--- start GIVEN ENTRIES ---
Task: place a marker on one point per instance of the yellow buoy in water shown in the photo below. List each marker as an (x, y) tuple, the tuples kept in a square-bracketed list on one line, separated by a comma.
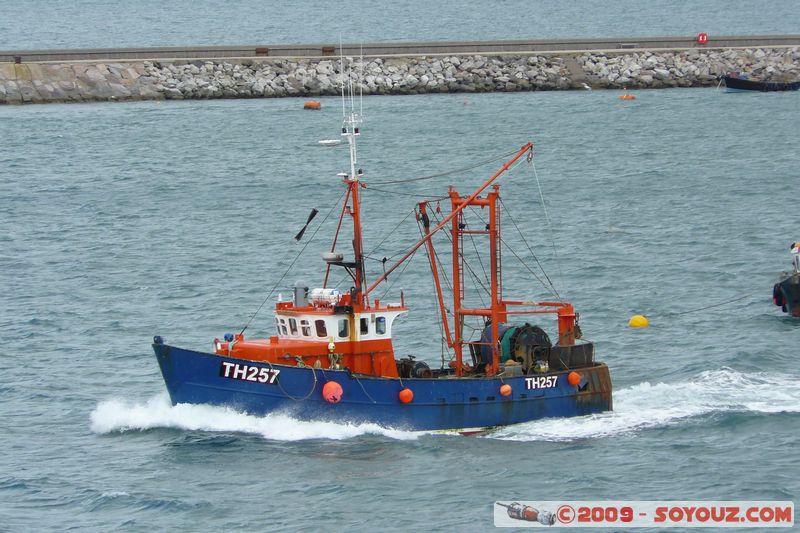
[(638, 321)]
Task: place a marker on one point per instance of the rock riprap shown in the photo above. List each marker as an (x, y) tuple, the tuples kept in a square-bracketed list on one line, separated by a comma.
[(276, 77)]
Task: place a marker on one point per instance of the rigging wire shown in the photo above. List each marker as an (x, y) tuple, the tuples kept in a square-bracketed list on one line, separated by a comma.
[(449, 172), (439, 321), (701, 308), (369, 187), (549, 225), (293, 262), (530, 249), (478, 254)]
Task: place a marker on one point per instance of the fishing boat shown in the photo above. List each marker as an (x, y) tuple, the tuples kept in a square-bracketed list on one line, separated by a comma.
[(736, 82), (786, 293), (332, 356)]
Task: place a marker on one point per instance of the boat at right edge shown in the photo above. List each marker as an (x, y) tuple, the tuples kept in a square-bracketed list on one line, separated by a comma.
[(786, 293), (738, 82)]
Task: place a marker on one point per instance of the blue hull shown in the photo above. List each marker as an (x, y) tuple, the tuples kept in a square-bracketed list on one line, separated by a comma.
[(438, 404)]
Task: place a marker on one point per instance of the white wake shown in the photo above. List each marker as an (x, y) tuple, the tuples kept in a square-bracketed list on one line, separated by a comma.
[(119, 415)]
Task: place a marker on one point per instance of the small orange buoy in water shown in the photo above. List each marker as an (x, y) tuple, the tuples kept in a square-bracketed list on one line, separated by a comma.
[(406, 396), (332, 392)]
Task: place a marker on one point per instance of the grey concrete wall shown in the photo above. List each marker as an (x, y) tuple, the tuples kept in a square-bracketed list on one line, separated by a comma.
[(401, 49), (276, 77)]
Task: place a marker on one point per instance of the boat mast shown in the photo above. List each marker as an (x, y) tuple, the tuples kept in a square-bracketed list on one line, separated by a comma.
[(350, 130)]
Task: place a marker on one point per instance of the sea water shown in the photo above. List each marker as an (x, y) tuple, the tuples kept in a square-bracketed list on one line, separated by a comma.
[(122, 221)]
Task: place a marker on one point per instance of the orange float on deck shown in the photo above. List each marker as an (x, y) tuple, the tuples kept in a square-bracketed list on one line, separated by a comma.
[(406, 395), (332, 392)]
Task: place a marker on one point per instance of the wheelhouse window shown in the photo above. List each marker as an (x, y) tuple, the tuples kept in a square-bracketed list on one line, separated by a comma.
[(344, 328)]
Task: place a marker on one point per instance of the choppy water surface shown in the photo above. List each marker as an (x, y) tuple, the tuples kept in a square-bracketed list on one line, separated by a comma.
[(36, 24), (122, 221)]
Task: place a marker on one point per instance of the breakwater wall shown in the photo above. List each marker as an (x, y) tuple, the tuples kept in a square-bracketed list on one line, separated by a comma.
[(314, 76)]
--- end GIVEN ENTRIES ---
--- start GIVEN ENTRIES ---
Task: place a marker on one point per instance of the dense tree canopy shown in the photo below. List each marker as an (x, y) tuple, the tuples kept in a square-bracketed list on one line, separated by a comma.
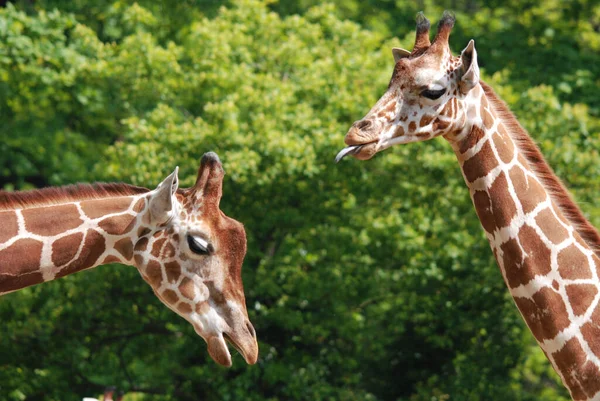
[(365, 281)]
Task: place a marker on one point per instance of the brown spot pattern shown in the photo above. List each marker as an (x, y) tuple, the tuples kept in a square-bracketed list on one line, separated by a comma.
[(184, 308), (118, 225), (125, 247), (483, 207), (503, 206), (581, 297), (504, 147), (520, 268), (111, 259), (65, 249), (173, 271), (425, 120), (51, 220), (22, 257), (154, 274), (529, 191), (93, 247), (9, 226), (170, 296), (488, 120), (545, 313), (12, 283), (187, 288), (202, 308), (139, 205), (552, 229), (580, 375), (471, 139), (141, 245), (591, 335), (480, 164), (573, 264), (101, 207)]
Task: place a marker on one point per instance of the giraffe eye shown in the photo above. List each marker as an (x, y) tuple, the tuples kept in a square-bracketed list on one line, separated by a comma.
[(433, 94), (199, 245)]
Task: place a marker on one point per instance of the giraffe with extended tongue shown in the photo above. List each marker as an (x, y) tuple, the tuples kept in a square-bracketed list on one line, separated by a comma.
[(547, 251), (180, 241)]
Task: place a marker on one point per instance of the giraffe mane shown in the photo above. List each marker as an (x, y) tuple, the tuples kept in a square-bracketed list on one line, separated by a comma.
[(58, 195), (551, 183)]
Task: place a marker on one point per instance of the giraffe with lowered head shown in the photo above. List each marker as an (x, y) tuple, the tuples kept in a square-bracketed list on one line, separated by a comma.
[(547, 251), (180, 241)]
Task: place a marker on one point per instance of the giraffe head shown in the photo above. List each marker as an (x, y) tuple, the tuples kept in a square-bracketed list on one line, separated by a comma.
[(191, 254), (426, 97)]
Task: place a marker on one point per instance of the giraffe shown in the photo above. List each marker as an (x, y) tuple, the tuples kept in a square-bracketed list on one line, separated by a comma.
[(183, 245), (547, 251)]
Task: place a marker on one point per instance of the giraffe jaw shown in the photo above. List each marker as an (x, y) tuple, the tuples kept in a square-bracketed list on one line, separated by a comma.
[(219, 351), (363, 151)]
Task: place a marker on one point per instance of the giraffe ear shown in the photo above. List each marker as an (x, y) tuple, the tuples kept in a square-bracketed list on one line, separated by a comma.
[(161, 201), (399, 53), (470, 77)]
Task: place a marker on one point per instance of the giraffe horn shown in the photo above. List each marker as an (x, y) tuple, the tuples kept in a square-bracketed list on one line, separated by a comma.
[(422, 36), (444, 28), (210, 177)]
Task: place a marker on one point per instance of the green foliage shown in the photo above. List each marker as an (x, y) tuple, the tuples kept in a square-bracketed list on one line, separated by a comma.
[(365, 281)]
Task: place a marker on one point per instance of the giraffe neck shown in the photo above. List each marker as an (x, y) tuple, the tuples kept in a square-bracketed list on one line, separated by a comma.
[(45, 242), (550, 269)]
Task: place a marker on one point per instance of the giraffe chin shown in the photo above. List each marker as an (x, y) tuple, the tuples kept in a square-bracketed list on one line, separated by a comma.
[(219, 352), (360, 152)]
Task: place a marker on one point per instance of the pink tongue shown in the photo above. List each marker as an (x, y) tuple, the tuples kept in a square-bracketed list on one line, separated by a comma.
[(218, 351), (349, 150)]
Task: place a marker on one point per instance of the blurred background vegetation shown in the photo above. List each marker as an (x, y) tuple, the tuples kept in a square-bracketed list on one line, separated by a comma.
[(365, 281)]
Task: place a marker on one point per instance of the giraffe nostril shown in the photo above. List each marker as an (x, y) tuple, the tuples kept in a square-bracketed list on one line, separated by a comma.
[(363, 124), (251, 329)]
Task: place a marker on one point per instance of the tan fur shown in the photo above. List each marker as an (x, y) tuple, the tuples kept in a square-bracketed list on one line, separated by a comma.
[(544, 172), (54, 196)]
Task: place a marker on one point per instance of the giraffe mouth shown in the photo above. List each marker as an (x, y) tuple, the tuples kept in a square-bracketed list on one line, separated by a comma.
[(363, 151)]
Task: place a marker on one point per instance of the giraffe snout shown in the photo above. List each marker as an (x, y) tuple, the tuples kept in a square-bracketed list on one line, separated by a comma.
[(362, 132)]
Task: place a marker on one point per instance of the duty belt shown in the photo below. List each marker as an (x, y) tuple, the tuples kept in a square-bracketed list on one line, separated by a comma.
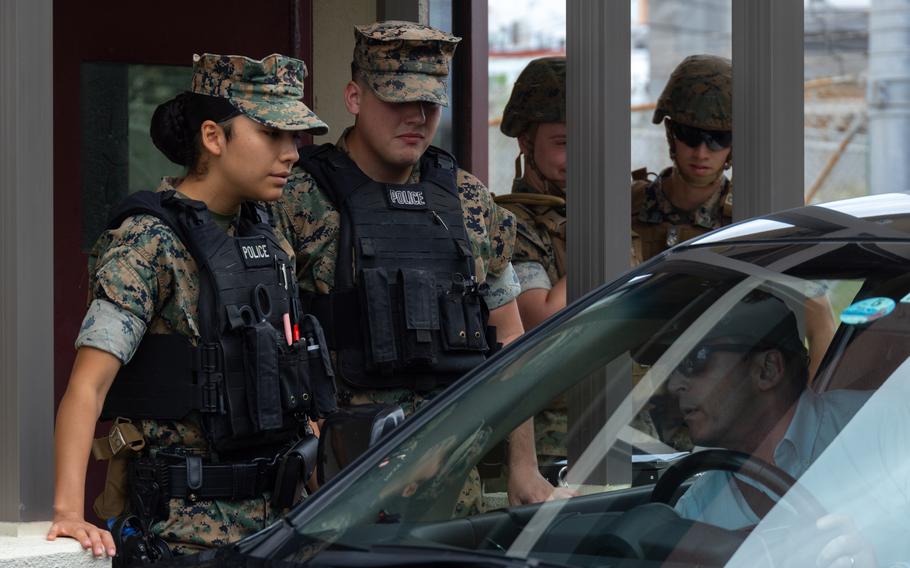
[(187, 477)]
--- end GIVEN ENTRIES ---
--- start GIVEN ENTRIES ---
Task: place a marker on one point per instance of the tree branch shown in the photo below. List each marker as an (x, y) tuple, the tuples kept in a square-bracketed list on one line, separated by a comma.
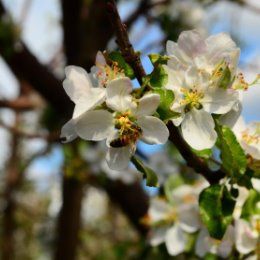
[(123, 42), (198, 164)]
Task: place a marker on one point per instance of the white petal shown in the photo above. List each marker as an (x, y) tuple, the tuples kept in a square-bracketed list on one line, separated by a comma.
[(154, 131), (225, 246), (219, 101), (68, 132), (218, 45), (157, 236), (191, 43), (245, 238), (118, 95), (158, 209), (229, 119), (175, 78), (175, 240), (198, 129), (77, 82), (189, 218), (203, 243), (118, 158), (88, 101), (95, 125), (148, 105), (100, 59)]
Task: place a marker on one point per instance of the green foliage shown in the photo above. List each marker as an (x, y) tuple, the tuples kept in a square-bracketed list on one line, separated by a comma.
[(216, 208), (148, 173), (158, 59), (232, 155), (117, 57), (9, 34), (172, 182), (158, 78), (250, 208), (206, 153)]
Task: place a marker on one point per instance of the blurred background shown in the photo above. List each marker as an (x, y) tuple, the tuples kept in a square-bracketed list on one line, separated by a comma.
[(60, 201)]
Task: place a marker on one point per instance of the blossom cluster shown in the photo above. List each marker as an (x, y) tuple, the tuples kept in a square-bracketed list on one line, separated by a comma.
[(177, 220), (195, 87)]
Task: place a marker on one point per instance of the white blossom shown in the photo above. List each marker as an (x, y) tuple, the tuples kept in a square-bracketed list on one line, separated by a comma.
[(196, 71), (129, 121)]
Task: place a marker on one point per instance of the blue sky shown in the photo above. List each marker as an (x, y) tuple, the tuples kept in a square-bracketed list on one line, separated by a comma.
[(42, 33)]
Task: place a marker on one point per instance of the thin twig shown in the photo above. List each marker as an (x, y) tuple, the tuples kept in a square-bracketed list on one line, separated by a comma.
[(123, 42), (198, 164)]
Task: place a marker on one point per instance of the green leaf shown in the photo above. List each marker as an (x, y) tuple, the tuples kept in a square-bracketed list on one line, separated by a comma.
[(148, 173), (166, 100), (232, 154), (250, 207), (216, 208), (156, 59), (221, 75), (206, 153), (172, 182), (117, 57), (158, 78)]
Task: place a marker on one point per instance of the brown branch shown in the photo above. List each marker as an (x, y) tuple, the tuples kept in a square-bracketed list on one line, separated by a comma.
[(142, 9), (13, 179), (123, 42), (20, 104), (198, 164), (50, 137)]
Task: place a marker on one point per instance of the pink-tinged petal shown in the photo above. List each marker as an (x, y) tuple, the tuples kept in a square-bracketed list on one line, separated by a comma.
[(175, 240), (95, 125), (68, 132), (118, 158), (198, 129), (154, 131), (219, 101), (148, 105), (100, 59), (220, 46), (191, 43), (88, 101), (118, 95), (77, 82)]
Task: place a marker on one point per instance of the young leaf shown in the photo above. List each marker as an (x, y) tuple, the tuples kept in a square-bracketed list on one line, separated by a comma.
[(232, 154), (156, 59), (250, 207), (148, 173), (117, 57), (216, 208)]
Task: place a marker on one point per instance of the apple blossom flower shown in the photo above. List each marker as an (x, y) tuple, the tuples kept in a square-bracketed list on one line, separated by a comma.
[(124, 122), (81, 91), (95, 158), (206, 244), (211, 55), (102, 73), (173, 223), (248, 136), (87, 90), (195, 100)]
--- end GIVEN ENTRIES ---
Copy the records again, requests included, starting at the line containing "the boat at" and ending after the line containing "[(786, 293), (738, 82)]". Add 33 to each coordinate in the answers.

Task: place a marker on one point per instance of the boat at right edge shown in the photo above. List each marker as an (x, y) tuple, the tuples kept in a square-bracketed list on one line, separated by a comma.
[(819, 326), (771, 115)]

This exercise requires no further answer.